Start of Data extracts

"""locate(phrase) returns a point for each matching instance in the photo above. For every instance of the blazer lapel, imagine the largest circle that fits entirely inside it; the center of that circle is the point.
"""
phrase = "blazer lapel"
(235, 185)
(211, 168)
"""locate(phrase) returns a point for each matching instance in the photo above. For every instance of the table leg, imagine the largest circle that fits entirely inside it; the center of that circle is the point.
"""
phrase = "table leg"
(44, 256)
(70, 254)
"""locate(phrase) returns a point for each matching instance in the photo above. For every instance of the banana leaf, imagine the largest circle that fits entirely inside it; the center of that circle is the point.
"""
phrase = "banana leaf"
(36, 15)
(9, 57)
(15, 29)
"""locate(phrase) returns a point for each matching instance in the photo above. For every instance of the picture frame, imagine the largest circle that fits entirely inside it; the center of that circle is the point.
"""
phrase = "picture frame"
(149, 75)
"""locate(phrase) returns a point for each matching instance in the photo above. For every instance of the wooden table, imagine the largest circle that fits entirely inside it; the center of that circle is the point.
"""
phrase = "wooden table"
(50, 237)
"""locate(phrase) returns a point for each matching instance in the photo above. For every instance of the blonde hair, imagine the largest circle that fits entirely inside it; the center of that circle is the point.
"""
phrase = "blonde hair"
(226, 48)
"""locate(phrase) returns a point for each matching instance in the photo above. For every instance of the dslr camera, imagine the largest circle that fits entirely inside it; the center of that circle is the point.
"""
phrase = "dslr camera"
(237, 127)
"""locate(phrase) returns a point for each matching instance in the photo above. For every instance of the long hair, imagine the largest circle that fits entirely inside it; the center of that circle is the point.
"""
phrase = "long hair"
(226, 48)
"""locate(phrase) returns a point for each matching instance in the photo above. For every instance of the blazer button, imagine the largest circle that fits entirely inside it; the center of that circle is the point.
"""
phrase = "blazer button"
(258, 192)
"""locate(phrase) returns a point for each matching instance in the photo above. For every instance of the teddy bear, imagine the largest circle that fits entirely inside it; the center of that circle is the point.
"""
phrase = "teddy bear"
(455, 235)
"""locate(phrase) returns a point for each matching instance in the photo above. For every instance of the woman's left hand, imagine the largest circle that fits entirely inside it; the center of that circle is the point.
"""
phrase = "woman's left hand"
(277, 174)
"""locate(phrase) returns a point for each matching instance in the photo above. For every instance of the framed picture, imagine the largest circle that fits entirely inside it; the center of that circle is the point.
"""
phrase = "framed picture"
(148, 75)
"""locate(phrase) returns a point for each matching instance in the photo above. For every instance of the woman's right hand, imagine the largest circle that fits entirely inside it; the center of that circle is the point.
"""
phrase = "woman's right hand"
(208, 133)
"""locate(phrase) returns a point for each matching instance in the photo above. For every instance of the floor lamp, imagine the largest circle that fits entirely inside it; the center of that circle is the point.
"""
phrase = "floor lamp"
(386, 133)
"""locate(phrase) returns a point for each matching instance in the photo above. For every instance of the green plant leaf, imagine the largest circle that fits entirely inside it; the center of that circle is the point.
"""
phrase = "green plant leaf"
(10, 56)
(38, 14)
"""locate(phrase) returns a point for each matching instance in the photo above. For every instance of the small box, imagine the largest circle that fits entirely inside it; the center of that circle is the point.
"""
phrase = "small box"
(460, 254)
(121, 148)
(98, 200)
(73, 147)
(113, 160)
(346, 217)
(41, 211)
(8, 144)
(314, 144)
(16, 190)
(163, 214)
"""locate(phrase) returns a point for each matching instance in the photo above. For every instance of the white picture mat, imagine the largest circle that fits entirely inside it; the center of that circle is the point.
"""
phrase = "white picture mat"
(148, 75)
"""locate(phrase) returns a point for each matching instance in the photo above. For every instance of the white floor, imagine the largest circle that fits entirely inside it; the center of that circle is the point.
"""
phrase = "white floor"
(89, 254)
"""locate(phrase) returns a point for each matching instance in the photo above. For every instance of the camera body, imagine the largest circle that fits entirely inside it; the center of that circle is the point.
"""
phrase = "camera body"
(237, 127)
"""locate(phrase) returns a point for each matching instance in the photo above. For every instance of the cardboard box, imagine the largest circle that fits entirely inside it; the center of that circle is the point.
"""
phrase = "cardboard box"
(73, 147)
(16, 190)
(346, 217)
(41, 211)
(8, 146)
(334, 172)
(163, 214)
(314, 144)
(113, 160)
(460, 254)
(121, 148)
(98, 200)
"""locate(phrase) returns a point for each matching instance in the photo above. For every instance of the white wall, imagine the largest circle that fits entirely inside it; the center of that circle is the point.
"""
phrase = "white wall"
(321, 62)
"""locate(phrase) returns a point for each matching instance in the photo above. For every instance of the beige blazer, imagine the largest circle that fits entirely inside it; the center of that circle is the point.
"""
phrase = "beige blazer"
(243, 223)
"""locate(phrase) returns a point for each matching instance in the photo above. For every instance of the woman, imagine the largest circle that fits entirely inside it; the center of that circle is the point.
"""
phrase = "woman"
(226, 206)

End of Data extracts

What is needed
The records above are to be repeated in full, word for word.

The answer
"""locate(phrase) returns a point for each matching instance in the photo above. For every instance of the blazer lapel, imagine the largest circle that fits entirely inside it; the center of that circle is the point.
"""
phrase = "blazer lapel"
(235, 185)
(211, 168)
"""locate(phrase) returns a point for each matching instance in the photo above. For every instance of the table leg, imagine the largest circle that fits entirely inside it; the center of that circle is the point.
"""
phrase = "table leg"
(44, 256)
(70, 254)
"""locate(phrase) returns a point for each matching instance in the photo above. For every instance of the banana leaf, imagine the largest circle that fits entirely inside it; the center of that circle is the point.
"""
phrase = "banana leaf"
(36, 15)
(9, 57)
(15, 29)
"""locate(phrase) returns a point for each matching instance in the photo above. For every instance of the picture frame, imagine the largest circle that fits entirely inside it; the center of that circle is the point.
"""
phrase = "picture frame"
(149, 75)
"""locate(phrase) returns a point for each matching instance in the photo above. For every instance of the wooden table, imagine the largest circle that fits entirely inside it; the center of that circle is the point.
"""
phrase = "wooden table"
(50, 237)
"""locate(phrase) returns a point for each matching instance in the photo above. For every instance of the blonde hair, imagine the largest circle that fits entirely inside it; the center of that circle is the point.
"""
phrase = "blonde hair"
(226, 48)
"""locate(phrase) returns a point for each matching instance in the photo above. For every instance of the dslr camera, imagine the largest circle that fits entirely inside it; the center of that circle is the point.
"""
phrase = "dslr camera"
(237, 127)
"""locate(phrase) returns a point for each matching instance in the photo above. For every instance of the long hair, imagine the largest circle that fits entirely inside it; the center of that circle is the point.
"""
phrase = "long hair"
(226, 48)
"""locate(phrase) returns a point for each matching instance in the photo above. For every instance of the blazer button, imagine the largest circle that fits entirely inside it; the center of that circle is the point.
"""
phrase = "blazer button"
(258, 192)
"""locate(phrase) returns a point for each matching instance in the photo above. For every instance of the teddy bear, imagine the largest circle that fits entirely inside it; the center of that circle is the point.
"""
phrase = "teddy bear"
(455, 235)
"""locate(phrase) returns a point for each matching instance in the photo above. For every instance of the woman's left hand, imagine the largest circle that fits entirely inside it; the center of that circle is the point.
"""
phrase = "woman's left hand"
(277, 174)
"""locate(phrase) returns a point for each matching instance in the photo above. For every instance of the framed picture, imagine the largest circle that fits entirely inside it; the center of that circle is the point.
"""
phrase = "framed picture"
(148, 75)
"""locate(phrase) returns a point for each matching instance in the photo above. For every instance of the woman's right hand, imagine the largest circle that fits entirely inside it; the center of that circle is the point.
"""
phrase = "woman's right hand"
(208, 133)
"""locate(phrase) returns a point for each matching instance in the photo above. For every instance of the floor lamp, imagine the largest circle that fits entirely inside it; the center of that circle is the point.
"""
phrase = "floor lamp"
(386, 133)
"""locate(phrase) returns a point for each matching instance in the photo above. For every instance of the green plant leaf, imagine the largest circle that fits entirely inside it; the center of that circle is the point.
"""
phrase = "green plant leaf"
(10, 56)
(38, 14)
"""locate(phrase) returns a point for each matching instance in the photo above. For every instance of the small box, imagine the largest circle that fits entirely inside it; the center of that circle is the point.
"""
phrase = "small box"
(460, 254)
(121, 148)
(98, 200)
(73, 147)
(113, 160)
(346, 217)
(41, 211)
(8, 144)
(314, 144)
(16, 190)
(163, 214)
"""locate(phrase) returns a point for each matching instance in the photo above. For every instance of the white picture mat, imagine the largest circle that fits entirely inside it; the center of that circle is the point.
"""
phrase = "white picture mat"
(148, 75)
"""locate(phrase) returns a point for each matching instance in the photo above. For every instance of the white floor, imagine the largest circle that fits entirely inside it; the center of that circle is the point.
"""
phrase = "white floor"
(89, 254)
"""locate(phrase) returns a point for each matching instance in the photo above. For every instance of the camera body, imagine the largest circle that fits entirely inside it; the center of that circle is the point.
"""
phrase = "camera body"
(237, 127)
"""locate(phrase) returns a point for each matching instance in the photo above. For every instance of the cardboard box, imagine the largest circle that fits entirely inside it; the center of that circle is the point.
"""
phrase = "cardboard box"
(73, 147)
(16, 190)
(346, 217)
(41, 211)
(8, 146)
(334, 172)
(163, 214)
(314, 144)
(113, 160)
(460, 254)
(121, 148)
(98, 200)
"""locate(phrase) returns a point for each matching instance in the photo above. For every instance of the white wall, imagine the largest circle that fits entirely inside it; the center of that circle is the point.
"""
phrase = "white wall"
(321, 62)
"""locate(phrase) returns a point for each matching instance in the photo above. For every instance of the beige blazer, imagine the largest circle that fits entirely inside it; the center of that circle is the point.
"""
phrase = "beige blazer"
(243, 223)
"""locate(phrase) returns a point for each matching instance in the photo above. For every instance of the woman, imagine the largest circle that fits entirely inside it; the center of that circle is the point.
"""
phrase = "woman"
(226, 206)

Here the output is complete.